**** Available records

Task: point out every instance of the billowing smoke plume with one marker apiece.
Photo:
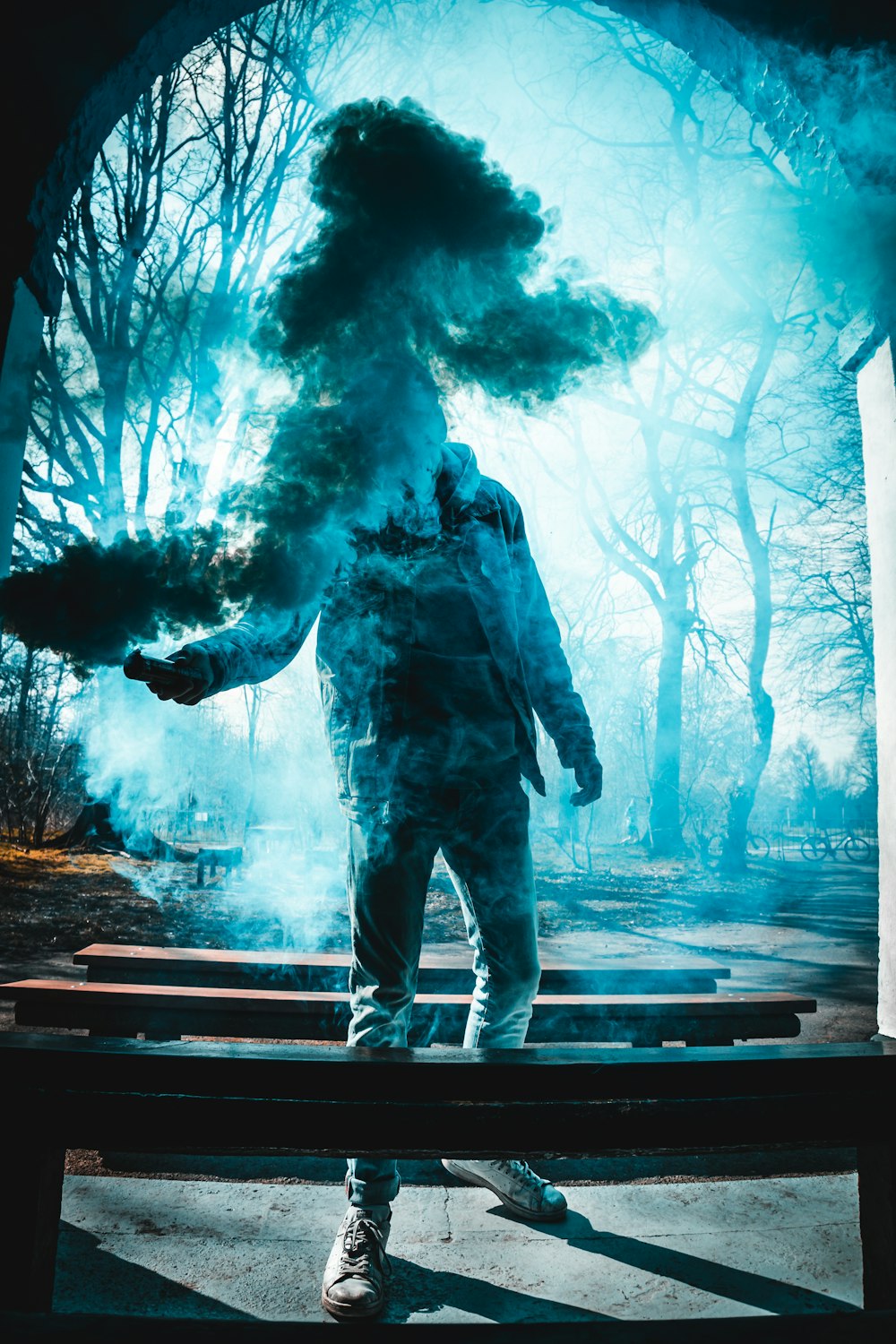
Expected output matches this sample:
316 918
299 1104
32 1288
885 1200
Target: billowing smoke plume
425 245
426 261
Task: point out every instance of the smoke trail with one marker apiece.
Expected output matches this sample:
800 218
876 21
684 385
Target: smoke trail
426 260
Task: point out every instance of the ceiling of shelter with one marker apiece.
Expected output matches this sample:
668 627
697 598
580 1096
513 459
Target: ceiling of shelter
78 69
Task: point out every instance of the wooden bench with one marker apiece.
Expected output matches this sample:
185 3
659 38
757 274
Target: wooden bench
172 992
75 1091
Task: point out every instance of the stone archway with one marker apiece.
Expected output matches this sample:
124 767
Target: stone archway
91 66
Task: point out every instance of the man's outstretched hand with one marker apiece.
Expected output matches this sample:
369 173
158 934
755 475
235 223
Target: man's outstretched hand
589 776
198 664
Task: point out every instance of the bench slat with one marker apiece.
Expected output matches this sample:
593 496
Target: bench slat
163 1012
261 1000
443 970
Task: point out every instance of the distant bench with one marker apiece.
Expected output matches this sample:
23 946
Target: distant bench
215 1097
172 992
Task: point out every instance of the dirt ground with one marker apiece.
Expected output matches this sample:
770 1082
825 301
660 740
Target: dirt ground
788 925
807 927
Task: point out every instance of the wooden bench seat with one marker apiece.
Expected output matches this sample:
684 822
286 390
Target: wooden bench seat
441 972
171 1011
201 1097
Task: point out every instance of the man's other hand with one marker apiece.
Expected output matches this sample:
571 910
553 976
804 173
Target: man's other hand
589 776
194 660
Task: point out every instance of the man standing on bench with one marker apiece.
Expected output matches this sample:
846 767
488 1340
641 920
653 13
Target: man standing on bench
435 650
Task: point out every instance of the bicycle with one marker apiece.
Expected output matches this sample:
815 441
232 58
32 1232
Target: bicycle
820 846
758 846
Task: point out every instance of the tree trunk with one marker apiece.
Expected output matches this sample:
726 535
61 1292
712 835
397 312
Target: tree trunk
743 796
665 785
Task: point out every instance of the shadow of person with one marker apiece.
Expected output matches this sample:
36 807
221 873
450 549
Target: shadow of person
417 1290
112 1287
758 1290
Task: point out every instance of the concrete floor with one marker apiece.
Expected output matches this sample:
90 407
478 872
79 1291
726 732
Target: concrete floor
230 1249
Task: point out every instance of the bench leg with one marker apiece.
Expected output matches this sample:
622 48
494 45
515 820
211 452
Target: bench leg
876 1164
32 1203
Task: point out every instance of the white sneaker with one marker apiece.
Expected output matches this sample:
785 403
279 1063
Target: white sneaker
358 1269
516 1185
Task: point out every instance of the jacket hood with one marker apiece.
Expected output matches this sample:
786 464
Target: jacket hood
458 480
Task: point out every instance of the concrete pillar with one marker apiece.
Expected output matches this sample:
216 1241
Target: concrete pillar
16 383
868 352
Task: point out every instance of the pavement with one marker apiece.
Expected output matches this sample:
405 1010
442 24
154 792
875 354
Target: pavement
645 1236
643 1246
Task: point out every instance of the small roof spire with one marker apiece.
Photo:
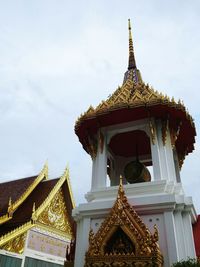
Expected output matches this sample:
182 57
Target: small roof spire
131 60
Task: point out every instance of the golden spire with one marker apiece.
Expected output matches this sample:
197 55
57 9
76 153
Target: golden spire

********

● Exercise brief:
Images aside, return each entry above precisely as it stands.

● Final answer:
Task: point out every instance of the billowing smoke plume with one marker apiece.
Photo:
Expected output matches this sample:
316 918
299 1104
32 1288
885 1200
Target: billowing smoke plume
425 245
426 261
Task: point out every instance of the smoke trail with one marker apiece.
Expected output matches this sample:
800 218
876 21
684 385
Target: smoke trail
426 260
Task: point out every instance of the ceiling of shelter with one marker apiece.
Expected output matches this sample:
668 627
697 598
580 1096
513 459
Target: ceiling of shelter
78 69
Task: point out every instance of the wooden bench with one marker apiece.
Expected output matches this sample:
185 3
659 38
757 274
Target: wooden bench
172 992
75 1091
Task: point out every instance of the stone archway with one marker apiece.
Expected output matches this sample:
124 767
Target: stone archway
91 66
Task: point out every instance of the man's outstretched hand with one marker apiece.
Expected output matches this sample:
369 173
158 934
755 475
235 223
Target: man's outstretched hand
589 776
198 664
Task: point out every instance of the bench slat with one marker apiece.
Expected output matches this sample:
593 496
Target: bench slat
163 1012
261 1000
443 970
Task: point out every instance of the distant bench with one marker apiece.
Expected output matches this sample:
23 946
Target: distant bench
215 1097
172 992
Task: point out every instance of the dirt ground with one marker apiece.
Expected output matches this sample:
770 1082
825 301
660 740
Target: dirt ground
788 925
807 927
Task: point out every instance of the wooden bench seat with one marker apiece.
Expected output matches this sample:
684 822
286 390
Target: wooden bench seat
441 972
171 1011
201 1097
Task: point out every instance of the man's other hand with one marker apiece.
Expected output matches this sample:
571 910
553 976
804 173
Target: man's other hand
589 776
194 660
Task: point out every instance of the man standing on bench with one marker apiece.
Expected output matches this sample:
846 767
488 1340
641 920
653 13
Target: man standing on bench
435 650
Task: point out every instance of the bicycle with one marker apiece.
Expected output matches this sample:
815 441
232 58
32 1232
Target: bicycle
820 846
758 846
Task: point out every instance of the tree trunk with one marker apiece.
Expected output matches this sample:
726 535
61 1292
712 835
397 312
Target: tree trunk
743 796
665 785
Task: point out every instance of the shadow of person with one marker apiece.
Expected output matches this sample:
36 807
221 873
450 549
Target: shadow of person
417 1290
112 1287
758 1290
Task: point out every instance of the concrete floor with one marker apiece.
Expected output matches this sample:
90 407
478 872
79 1291
726 732
Target: concrete floor
230 1249
Task: point out every instance of the bench leg with one marker apiece.
Expected output matches this sample:
622 48
494 45
515 820
211 452
Target: bench leg
876 1164
32 1203
Task: point out every instance of the white sneaker with one marker apiece.
Expected output matches this sample:
785 403
279 1063
Target: white sneaker
358 1269
516 1185
Task: point out every instance of the jacket hood with one marker apiece.
Expected output matches this sample:
786 464
Target: jacket hood
458 480
Task: point out every instance of the concrete pillar with one marker apiece.
Expected output matches this sample:
216 1241
Target: concrete pillar
16 383
868 352
Task: point out every instance of the pavement with one marker apiece.
Expected output matches this sample:
405 1010
442 24
154 792
875 354
Target: pavement
645 1236
643 1246
Task: point out every instance of the small roof spire with one marker apiece.
Photo:
Expected output matches this sample:
182 57
Target: small roof spire
131 60
Task: point out every instance of the golden spire with one marker apiece.
Expected output matches this sample:
197 55
57 9
76 153
Target: golden spire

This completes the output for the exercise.